WHAT TO WORK ON: Give the records from the line containing "building in the photo above." down to the end of the records as a Markdown table with the columns Row and Line: one numbered row per line, no blank lines, and no pictures.

EXTRACTED MATERIAL:
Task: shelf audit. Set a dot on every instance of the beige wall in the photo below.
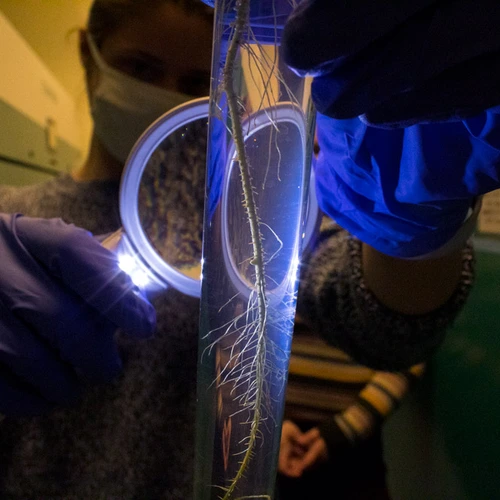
(49, 26)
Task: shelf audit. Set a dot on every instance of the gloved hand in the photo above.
(395, 63)
(62, 297)
(407, 192)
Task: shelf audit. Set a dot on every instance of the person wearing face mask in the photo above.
(133, 437)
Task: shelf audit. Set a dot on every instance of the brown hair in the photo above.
(106, 15)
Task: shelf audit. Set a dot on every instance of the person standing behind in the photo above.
(134, 437)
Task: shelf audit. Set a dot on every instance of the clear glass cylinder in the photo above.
(259, 157)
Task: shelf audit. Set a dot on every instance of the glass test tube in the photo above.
(258, 170)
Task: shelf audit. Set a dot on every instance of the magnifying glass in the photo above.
(151, 246)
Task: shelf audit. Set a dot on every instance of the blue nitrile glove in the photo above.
(395, 63)
(62, 297)
(407, 192)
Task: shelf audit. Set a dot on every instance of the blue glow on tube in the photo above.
(245, 337)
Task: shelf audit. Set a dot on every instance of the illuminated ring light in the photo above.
(136, 242)
(281, 112)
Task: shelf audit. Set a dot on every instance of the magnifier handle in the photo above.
(112, 242)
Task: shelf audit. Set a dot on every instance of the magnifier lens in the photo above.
(162, 198)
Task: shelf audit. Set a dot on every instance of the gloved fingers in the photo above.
(89, 346)
(76, 257)
(409, 49)
(78, 335)
(30, 366)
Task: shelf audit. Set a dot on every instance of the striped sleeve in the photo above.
(376, 401)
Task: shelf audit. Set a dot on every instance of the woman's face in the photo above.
(163, 46)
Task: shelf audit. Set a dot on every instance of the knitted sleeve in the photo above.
(334, 298)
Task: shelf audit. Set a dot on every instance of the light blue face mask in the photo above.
(123, 107)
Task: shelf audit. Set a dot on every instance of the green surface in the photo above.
(444, 442)
(25, 156)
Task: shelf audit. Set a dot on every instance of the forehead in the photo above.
(166, 32)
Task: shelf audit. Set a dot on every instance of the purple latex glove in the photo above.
(62, 297)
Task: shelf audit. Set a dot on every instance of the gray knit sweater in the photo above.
(134, 438)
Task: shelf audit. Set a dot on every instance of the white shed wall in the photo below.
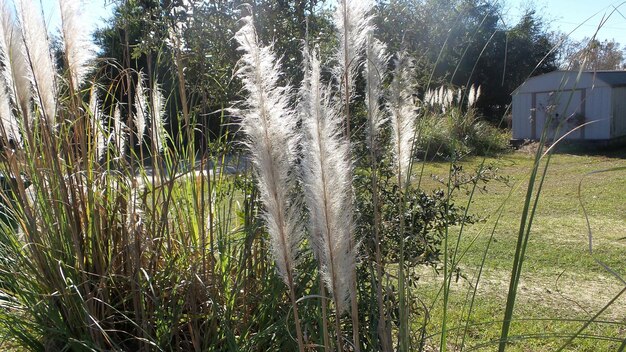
(595, 104)
(598, 110)
(560, 81)
(618, 123)
(521, 123)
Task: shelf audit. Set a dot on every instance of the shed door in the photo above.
(560, 112)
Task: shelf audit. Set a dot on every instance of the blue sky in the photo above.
(94, 12)
(580, 17)
(562, 15)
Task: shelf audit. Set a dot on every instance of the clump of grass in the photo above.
(451, 126)
(104, 249)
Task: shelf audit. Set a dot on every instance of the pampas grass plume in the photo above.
(403, 115)
(158, 117)
(353, 24)
(80, 50)
(269, 124)
(42, 72)
(141, 109)
(375, 73)
(97, 127)
(327, 181)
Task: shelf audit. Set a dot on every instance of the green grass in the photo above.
(560, 279)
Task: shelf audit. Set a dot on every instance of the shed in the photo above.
(589, 105)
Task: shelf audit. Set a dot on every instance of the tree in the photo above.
(464, 42)
(592, 55)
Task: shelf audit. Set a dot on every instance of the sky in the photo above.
(95, 12)
(580, 18)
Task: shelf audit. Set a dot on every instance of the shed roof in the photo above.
(570, 79)
(612, 78)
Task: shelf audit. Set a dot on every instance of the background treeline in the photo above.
(455, 42)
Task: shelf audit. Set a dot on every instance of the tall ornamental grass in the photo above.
(304, 231)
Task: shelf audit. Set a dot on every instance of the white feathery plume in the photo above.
(97, 127)
(375, 73)
(353, 25)
(471, 96)
(270, 126)
(14, 65)
(158, 117)
(118, 130)
(403, 115)
(441, 96)
(141, 109)
(449, 97)
(42, 70)
(428, 97)
(80, 51)
(10, 125)
(327, 179)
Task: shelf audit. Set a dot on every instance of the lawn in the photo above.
(562, 284)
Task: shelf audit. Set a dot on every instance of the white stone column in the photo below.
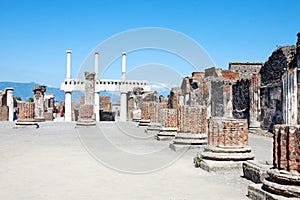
(68, 64)
(10, 103)
(97, 107)
(123, 66)
(96, 65)
(68, 107)
(123, 109)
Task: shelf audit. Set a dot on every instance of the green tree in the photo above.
(30, 100)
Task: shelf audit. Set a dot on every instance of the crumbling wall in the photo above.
(241, 99)
(271, 72)
(217, 95)
(3, 113)
(168, 118)
(105, 103)
(271, 85)
(26, 110)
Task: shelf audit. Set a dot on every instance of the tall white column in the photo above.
(97, 107)
(123, 109)
(10, 103)
(68, 107)
(96, 65)
(123, 66)
(68, 64)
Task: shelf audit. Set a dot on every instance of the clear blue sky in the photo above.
(34, 35)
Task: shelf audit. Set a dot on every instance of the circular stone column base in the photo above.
(227, 153)
(283, 183)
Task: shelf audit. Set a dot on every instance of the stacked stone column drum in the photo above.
(227, 141)
(284, 178)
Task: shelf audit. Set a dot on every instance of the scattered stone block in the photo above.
(255, 171)
(166, 133)
(188, 141)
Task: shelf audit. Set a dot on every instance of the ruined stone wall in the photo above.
(168, 117)
(191, 119)
(105, 103)
(271, 72)
(26, 110)
(241, 99)
(271, 104)
(246, 70)
(224, 132)
(3, 113)
(145, 110)
(217, 95)
(86, 112)
(286, 147)
(130, 108)
(271, 85)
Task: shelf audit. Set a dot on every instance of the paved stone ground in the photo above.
(110, 161)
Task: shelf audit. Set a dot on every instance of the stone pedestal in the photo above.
(187, 141)
(153, 128)
(283, 179)
(166, 133)
(86, 111)
(39, 111)
(227, 145)
(26, 116)
(144, 122)
(10, 103)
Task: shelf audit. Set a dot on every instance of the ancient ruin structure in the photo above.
(86, 110)
(283, 180)
(39, 108)
(123, 86)
(26, 111)
(7, 104)
(227, 144)
(49, 106)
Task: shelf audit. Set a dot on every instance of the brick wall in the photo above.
(26, 110)
(286, 147)
(168, 117)
(86, 112)
(224, 132)
(191, 119)
(105, 103)
(3, 113)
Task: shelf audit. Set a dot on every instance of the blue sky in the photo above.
(34, 35)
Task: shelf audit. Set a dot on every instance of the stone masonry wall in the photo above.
(3, 113)
(105, 103)
(224, 132)
(26, 110)
(168, 117)
(286, 147)
(191, 120)
(241, 99)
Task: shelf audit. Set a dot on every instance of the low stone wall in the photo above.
(3, 113)
(168, 117)
(192, 119)
(286, 147)
(224, 132)
(26, 111)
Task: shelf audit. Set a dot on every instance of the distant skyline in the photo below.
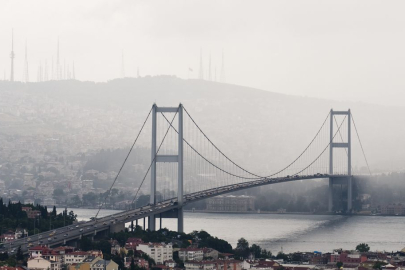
(340, 50)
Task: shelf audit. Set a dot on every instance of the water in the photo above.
(292, 232)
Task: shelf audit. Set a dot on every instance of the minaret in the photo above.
(209, 69)
(52, 70)
(201, 74)
(223, 68)
(26, 76)
(74, 75)
(12, 56)
(58, 73)
(46, 70)
(122, 65)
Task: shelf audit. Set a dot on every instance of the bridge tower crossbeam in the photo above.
(348, 146)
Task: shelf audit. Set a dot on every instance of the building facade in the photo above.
(231, 203)
(191, 254)
(160, 252)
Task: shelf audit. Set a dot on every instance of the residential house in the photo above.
(191, 254)
(160, 252)
(40, 263)
(132, 243)
(104, 265)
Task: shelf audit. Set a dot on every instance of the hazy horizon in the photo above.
(342, 50)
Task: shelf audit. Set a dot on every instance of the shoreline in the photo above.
(259, 213)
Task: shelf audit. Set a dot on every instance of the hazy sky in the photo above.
(347, 50)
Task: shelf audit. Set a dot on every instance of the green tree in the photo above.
(132, 267)
(362, 247)
(19, 255)
(282, 256)
(378, 265)
(242, 248)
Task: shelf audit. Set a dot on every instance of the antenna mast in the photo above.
(12, 56)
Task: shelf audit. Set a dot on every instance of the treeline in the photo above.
(12, 216)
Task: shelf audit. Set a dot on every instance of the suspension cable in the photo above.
(155, 155)
(341, 137)
(323, 149)
(361, 145)
(198, 153)
(122, 166)
(258, 177)
(218, 148)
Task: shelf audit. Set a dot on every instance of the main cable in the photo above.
(323, 149)
(122, 166)
(258, 176)
(361, 145)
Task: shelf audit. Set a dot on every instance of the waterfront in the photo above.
(291, 232)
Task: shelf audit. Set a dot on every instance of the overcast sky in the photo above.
(346, 50)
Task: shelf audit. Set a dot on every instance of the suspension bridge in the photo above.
(186, 166)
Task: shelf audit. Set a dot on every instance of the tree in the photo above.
(362, 247)
(132, 267)
(243, 244)
(242, 248)
(282, 256)
(19, 255)
(378, 265)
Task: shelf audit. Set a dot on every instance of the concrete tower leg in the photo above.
(180, 221)
(330, 190)
(349, 194)
(152, 201)
(330, 195)
(349, 164)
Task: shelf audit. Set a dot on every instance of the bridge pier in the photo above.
(117, 227)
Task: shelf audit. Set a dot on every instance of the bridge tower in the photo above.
(348, 146)
(167, 158)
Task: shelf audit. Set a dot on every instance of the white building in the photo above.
(43, 264)
(76, 257)
(191, 254)
(200, 265)
(160, 252)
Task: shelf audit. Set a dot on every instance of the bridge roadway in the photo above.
(90, 228)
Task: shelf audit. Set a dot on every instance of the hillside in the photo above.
(259, 129)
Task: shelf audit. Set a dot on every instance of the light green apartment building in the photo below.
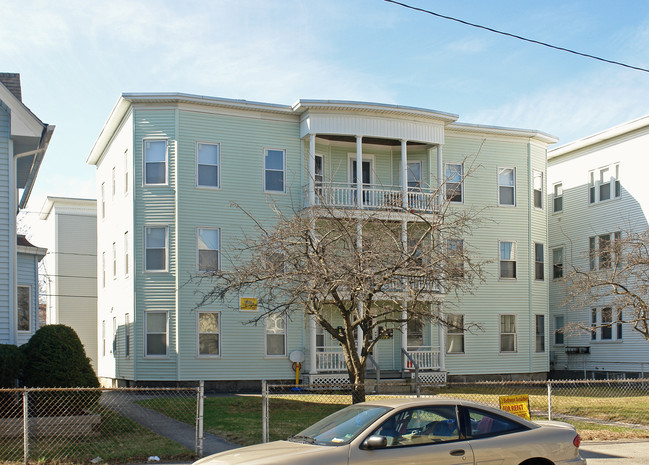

OUTPUT:
| Row | Line |
|---|---|
| 1 | Task: shelf audit. Set a dot on every instance of the white building in the photo above. |
| 2 | (43, 264) |
| 3 | (76, 257) |
| 4 | (191, 254) |
| 5 | (200, 265) |
| 6 | (160, 252) |
| 7 | Task: shelf audit. Set a dot on every instance of the bridge roadway in the photo above. |
| 8 | (90, 228) |
| 9 | Task: shelf audit. Set a dot on every instance of the hillside in the photo above. |
| 10 | (259, 129) |
| 11 | Task: shelf audit. Set a dot on every instance of the light green apartment building in the photo below. |